*** DATA SUPPLIED Section Begins ***

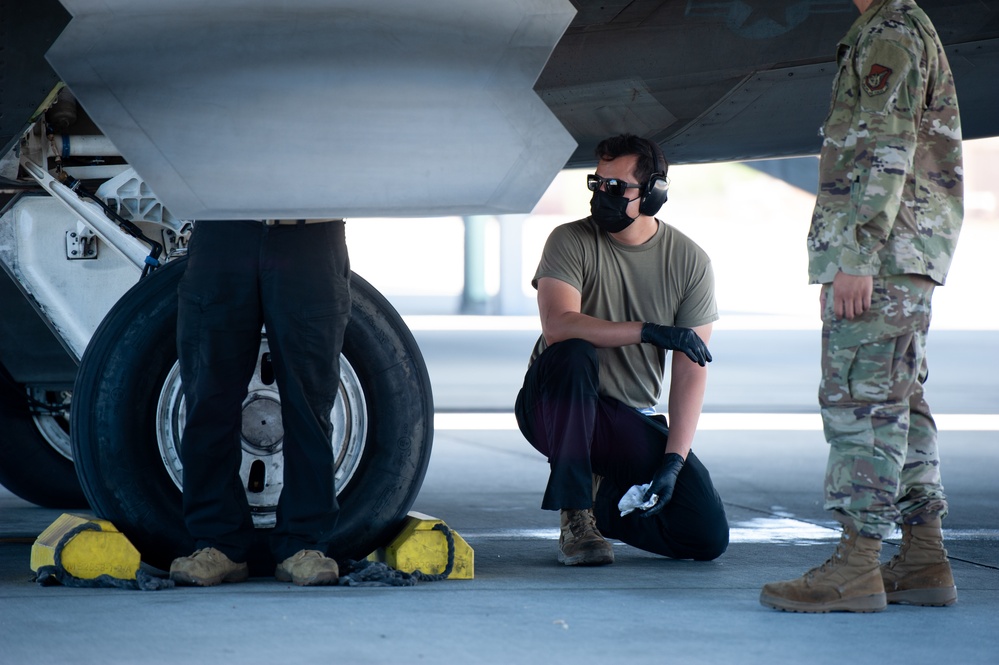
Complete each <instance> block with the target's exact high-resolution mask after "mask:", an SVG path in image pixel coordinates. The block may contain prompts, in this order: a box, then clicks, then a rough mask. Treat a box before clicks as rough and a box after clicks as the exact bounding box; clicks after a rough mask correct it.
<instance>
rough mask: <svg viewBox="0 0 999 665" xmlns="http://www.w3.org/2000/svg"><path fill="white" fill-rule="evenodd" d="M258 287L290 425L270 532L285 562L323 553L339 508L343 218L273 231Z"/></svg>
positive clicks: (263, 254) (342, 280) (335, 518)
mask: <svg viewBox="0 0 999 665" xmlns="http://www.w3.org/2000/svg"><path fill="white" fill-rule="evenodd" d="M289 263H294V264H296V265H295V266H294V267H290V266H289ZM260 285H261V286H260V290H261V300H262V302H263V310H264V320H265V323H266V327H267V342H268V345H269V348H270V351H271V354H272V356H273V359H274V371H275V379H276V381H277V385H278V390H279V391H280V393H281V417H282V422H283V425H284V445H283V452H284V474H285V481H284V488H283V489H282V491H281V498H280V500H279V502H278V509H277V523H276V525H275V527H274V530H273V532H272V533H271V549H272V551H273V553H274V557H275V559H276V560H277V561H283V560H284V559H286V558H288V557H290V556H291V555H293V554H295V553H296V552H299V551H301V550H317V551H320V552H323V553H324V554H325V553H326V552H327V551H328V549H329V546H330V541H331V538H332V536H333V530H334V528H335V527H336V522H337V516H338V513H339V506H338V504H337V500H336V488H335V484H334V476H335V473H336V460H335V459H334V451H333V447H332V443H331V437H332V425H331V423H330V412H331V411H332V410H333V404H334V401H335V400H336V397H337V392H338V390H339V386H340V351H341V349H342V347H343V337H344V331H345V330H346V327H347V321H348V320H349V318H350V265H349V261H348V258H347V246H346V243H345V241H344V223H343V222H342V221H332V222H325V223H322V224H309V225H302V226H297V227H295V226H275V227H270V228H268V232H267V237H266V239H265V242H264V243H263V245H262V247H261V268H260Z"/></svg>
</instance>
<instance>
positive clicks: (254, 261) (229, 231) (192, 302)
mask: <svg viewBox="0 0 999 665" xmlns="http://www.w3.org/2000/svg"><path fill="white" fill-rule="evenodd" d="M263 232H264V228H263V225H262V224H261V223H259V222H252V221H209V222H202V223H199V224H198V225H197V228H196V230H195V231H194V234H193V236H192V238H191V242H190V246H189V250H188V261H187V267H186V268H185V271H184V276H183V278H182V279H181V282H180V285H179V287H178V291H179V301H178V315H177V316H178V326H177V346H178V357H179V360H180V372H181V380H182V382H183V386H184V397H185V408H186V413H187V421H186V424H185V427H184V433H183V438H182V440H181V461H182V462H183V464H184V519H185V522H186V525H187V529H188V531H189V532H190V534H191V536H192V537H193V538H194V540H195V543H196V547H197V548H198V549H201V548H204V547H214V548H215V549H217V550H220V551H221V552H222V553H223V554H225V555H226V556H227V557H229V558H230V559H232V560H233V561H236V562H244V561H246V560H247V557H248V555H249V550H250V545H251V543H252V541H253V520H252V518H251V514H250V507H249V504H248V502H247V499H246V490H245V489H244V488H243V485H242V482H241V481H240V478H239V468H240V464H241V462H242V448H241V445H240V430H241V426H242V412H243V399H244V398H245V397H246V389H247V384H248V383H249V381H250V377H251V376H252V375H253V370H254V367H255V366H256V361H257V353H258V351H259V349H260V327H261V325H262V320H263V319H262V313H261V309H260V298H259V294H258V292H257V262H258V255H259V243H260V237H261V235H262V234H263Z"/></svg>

*** DATA SUPPLIED Section Ends ***
*** DATA SUPPLIED Section Begins ***

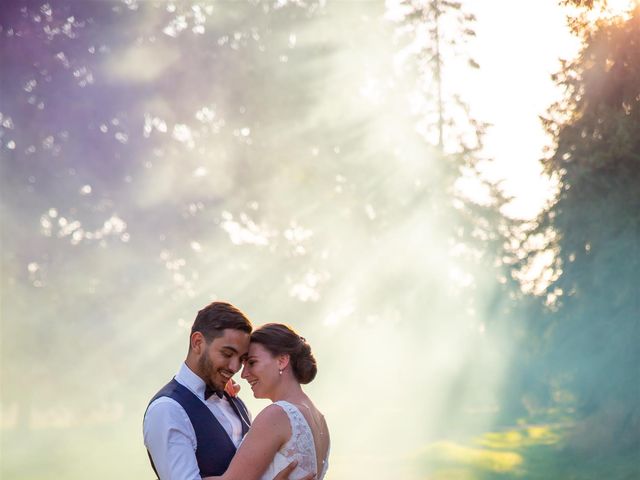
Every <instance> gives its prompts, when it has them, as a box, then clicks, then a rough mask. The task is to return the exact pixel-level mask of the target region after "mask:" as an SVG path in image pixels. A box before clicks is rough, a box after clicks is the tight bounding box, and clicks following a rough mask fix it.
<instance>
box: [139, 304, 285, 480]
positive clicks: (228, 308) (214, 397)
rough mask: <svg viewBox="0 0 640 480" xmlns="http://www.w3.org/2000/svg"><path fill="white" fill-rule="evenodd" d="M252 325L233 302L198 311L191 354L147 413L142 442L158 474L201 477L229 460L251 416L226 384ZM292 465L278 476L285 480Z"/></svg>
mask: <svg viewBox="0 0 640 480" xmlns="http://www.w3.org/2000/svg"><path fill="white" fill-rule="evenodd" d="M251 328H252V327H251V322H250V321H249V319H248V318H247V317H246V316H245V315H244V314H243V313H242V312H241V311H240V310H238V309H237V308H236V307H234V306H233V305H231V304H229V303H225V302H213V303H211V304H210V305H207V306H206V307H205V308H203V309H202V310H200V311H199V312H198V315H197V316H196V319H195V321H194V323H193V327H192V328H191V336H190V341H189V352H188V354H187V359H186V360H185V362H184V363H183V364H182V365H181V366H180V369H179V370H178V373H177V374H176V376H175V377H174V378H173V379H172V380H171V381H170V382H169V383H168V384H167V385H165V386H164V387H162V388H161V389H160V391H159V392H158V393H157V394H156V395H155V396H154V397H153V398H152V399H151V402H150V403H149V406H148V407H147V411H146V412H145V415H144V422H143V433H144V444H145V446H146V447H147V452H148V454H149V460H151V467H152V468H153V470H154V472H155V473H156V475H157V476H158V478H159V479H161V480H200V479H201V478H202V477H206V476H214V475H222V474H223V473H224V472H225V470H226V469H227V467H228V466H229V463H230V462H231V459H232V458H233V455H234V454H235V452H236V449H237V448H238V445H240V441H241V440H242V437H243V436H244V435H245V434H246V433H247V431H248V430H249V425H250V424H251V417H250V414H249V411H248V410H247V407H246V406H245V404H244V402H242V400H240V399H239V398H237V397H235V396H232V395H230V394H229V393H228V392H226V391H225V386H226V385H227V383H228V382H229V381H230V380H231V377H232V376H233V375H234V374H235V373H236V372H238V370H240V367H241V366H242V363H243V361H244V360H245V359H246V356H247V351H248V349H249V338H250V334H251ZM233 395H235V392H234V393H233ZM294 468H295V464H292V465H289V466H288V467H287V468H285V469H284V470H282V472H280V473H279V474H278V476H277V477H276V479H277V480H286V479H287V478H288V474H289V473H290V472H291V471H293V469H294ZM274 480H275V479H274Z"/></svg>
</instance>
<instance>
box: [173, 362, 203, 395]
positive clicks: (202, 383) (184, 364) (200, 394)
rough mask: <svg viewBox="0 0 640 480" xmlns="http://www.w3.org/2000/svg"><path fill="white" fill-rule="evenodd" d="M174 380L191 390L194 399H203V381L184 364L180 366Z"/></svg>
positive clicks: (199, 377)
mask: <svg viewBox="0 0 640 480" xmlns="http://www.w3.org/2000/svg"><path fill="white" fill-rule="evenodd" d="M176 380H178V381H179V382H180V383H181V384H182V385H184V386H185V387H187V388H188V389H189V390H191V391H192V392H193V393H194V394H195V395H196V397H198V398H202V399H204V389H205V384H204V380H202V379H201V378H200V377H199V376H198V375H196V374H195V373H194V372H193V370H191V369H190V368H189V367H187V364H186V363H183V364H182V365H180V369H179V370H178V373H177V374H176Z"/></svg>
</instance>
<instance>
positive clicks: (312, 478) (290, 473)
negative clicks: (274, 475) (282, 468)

*** DATA SUPPLIED Section Ends ***
*** DATA SUPPLIED Section Begins ***

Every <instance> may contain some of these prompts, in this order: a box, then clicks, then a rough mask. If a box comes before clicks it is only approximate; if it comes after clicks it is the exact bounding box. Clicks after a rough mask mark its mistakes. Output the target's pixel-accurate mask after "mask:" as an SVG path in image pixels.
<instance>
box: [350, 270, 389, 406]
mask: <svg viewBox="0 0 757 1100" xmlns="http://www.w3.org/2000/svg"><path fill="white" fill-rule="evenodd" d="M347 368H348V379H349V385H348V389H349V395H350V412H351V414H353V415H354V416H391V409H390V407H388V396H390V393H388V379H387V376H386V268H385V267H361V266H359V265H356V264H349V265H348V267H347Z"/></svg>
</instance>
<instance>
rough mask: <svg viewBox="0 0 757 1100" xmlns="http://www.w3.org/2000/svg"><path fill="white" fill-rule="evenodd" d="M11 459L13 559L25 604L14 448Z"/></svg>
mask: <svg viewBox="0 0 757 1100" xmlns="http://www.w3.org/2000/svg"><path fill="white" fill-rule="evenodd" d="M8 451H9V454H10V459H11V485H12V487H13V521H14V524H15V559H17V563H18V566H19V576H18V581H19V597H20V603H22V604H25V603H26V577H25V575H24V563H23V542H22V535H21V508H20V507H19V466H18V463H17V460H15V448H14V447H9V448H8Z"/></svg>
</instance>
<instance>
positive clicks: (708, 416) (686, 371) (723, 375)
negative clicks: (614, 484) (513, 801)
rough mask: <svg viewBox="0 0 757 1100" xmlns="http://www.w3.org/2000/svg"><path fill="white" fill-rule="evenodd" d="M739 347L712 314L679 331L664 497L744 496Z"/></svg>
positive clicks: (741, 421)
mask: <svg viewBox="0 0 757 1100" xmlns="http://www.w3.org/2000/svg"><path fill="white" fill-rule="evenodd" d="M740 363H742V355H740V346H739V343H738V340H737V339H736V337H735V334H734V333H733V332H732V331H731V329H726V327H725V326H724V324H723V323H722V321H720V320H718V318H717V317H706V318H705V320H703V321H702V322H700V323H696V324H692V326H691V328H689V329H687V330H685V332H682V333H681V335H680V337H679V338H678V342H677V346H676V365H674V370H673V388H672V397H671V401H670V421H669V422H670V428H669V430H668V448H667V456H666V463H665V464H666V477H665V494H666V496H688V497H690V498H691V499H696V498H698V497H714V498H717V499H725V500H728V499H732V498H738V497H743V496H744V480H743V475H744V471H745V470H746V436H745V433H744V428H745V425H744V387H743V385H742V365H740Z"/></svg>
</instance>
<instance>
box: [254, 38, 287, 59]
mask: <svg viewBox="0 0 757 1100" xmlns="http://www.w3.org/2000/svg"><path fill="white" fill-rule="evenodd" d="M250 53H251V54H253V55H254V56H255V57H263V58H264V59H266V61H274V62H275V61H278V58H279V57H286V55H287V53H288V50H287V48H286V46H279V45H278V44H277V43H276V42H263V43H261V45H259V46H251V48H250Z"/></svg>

*** DATA SUPPLIED Section Ends ***

**TASK DIRECTIONS**
Put the part of the material that opens with the line containing "Every <instance> gives" and closes with the line containing "325L233 302L198 311L191", both lines included, into a JSON list with one string per line and no blank lines.

**RESPONSE**
[
  "Every <instance> gives its prompts, when it has them, as a box, then clicks, then a rough mask. The task is to return the exact pixel-level mask of the target region after \"mask:\" as an SVG path in image pixels. A box before clicks is rough, a box after clicks is the tight bounding box, and clicks following a rough mask fix it.",
  "<instance>",
  "box: [139, 304, 285, 480]",
  "positive clicks: (228, 308) (214, 397)",
  "rough mask: <svg viewBox=\"0 0 640 480\" xmlns=\"http://www.w3.org/2000/svg\"><path fill=\"white\" fill-rule=\"evenodd\" d=\"M252 325L233 302L198 311L191 354L147 413L142 442L158 474L201 477L229 460L251 416L226 384ZM292 465L278 476L285 480Z\"/></svg>"
]